> **Record extracts**:
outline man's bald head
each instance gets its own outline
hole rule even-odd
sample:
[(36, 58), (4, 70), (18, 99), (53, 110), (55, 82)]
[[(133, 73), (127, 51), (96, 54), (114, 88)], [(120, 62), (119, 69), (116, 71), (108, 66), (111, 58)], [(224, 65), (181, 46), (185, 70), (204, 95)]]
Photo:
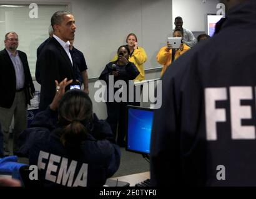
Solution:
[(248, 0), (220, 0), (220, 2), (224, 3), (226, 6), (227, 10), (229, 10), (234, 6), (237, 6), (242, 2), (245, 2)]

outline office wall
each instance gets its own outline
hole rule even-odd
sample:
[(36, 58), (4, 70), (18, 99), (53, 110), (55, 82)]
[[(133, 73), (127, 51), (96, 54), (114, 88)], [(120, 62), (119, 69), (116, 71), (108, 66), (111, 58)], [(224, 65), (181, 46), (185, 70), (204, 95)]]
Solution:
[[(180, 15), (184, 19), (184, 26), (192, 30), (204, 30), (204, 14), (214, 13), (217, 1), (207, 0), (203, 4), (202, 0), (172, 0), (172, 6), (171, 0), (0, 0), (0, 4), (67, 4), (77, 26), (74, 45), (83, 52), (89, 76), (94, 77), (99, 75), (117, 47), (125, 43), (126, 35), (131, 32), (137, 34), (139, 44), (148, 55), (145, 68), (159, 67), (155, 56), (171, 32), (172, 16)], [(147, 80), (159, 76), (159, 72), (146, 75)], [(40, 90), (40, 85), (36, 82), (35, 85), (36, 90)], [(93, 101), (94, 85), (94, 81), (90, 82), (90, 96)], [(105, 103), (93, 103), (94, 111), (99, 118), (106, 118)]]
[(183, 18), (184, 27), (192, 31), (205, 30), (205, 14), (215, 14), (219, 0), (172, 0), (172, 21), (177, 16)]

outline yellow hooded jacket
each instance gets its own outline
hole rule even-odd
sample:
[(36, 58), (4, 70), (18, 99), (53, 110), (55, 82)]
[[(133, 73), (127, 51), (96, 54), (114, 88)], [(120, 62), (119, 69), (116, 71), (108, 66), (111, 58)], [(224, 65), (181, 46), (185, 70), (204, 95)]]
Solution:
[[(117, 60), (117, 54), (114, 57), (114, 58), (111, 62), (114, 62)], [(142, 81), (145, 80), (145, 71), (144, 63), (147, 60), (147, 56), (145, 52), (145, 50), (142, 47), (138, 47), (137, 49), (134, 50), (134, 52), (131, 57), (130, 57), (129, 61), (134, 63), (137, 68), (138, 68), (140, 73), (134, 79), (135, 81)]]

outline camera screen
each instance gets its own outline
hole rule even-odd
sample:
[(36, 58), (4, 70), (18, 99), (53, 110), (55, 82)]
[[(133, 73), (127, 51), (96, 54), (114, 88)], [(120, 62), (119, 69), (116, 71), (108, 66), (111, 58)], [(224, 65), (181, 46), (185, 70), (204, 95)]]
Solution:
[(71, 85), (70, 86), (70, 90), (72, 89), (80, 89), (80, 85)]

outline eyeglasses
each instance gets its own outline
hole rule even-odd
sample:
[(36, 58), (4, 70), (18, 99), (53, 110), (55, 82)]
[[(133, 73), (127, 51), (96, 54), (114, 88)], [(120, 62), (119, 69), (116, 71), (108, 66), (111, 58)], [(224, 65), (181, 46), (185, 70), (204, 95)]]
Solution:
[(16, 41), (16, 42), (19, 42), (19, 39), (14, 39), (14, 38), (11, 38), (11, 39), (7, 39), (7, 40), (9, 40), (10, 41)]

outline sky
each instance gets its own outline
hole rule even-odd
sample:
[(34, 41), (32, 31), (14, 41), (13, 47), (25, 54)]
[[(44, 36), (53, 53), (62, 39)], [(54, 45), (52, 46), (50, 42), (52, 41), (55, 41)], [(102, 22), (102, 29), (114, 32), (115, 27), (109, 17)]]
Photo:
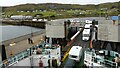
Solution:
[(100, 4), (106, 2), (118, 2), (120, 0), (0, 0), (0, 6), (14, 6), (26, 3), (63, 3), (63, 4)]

> **Required task**: Quote every entry above word for word, leaving out the pictures.

> **Final result**:
outline man's bald head
each instance gets its own outline
hole rule even-odd
sample:
[(36, 58), (4, 70), (18, 99), (53, 110), (55, 82)]
[[(133, 73), (127, 51), (96, 54), (114, 88)], [(120, 62), (119, 69), (116, 71), (108, 66), (111, 58)], [(224, 65), (181, 46), (185, 70), (204, 95)]]
Photo:
Solution:
[(248, 0), (220, 0), (220, 2), (224, 3), (226, 6), (227, 10), (229, 10), (234, 6), (237, 6), (242, 2), (245, 2)]

outline office wall
each instance gets its own outline
hole rule even-odd
sample:
[(36, 58), (4, 70), (18, 99), (53, 110), (55, 82)]
[[(133, 73), (127, 51), (96, 54), (114, 88)], [(120, 62), (119, 69), (116, 71), (108, 66), (111, 58)], [(224, 65), (181, 46), (185, 70), (204, 95)]]
Solution:
[[(180, 15), (184, 19), (184, 26), (192, 30), (204, 30), (204, 14), (214, 13), (217, 1), (207, 0), (203, 4), (202, 0), (172, 0), (172, 6), (171, 0), (0, 0), (0, 4), (67, 4), (77, 26), (74, 45), (83, 52), (89, 76), (94, 77), (99, 75), (117, 47), (125, 43), (126, 35), (131, 32), (137, 34), (139, 44), (148, 55), (145, 68), (159, 67), (155, 56), (171, 32), (172, 16)], [(147, 80), (159, 76), (159, 72), (146, 75)], [(40, 90), (40, 85), (36, 82), (35, 85), (36, 90)], [(93, 101), (94, 85), (94, 81), (90, 82), (90, 96)], [(105, 103), (93, 103), (94, 111), (99, 118), (106, 118)]]
[(183, 18), (184, 27), (192, 31), (205, 30), (205, 14), (215, 14), (219, 0), (172, 0), (172, 21), (177, 16)]

outline yellow hooded jacket
each instance gets its own outline
hole rule even-odd
sample:
[(36, 58), (4, 70), (18, 99), (53, 110), (55, 82)]
[[(133, 73), (127, 51), (96, 54), (114, 88)], [(120, 62), (119, 69), (116, 71), (108, 66), (111, 58)], [(224, 65), (181, 46), (185, 70), (204, 95)]]
Solution:
[[(117, 60), (117, 54), (114, 57), (114, 58), (111, 62), (114, 62)], [(142, 81), (145, 80), (145, 71), (144, 63), (147, 60), (147, 56), (145, 52), (145, 50), (142, 47), (138, 47), (137, 49), (134, 50), (134, 52), (131, 57), (130, 57), (129, 61), (134, 63), (137, 68), (138, 68), (140, 73), (134, 79), (135, 81)]]

outline camera screen
each instance gets its own outline
hole rule even-odd
sample:
[(36, 58), (4, 70), (18, 99), (53, 110), (55, 82)]
[[(133, 73), (127, 51), (96, 54), (114, 88)], [(120, 62), (119, 69), (116, 71), (108, 66), (111, 58)], [(224, 65), (181, 46), (185, 70), (204, 95)]]
Solution:
[(71, 85), (70, 86), (70, 90), (72, 89), (80, 89), (80, 85)]

outline eyeglasses
each instance gets its own outline
hole rule even-odd
sample:
[(36, 58), (4, 70), (18, 99), (53, 110), (55, 82)]
[[(133, 73), (127, 51), (96, 54), (114, 88)], [(120, 62), (119, 69), (116, 71), (108, 66), (111, 58)], [(224, 65), (181, 46), (185, 70), (204, 95)]]
Solution:
[(16, 41), (16, 42), (19, 42), (19, 39), (14, 39), (14, 38), (11, 38), (11, 39), (7, 39), (7, 40), (9, 40), (10, 41)]

outline sky
each instance gets its own outline
hole rule even-odd
sample:
[(34, 41), (32, 31), (14, 41), (13, 47), (25, 54)]
[[(44, 36), (53, 53), (62, 39)], [(54, 45), (52, 46), (50, 42), (52, 41), (55, 41)], [(102, 22), (102, 29), (114, 32), (115, 27), (109, 17)]]
Photo:
Solution:
[(100, 4), (106, 2), (118, 2), (120, 0), (0, 0), (0, 6), (14, 6), (26, 3), (63, 3), (63, 4)]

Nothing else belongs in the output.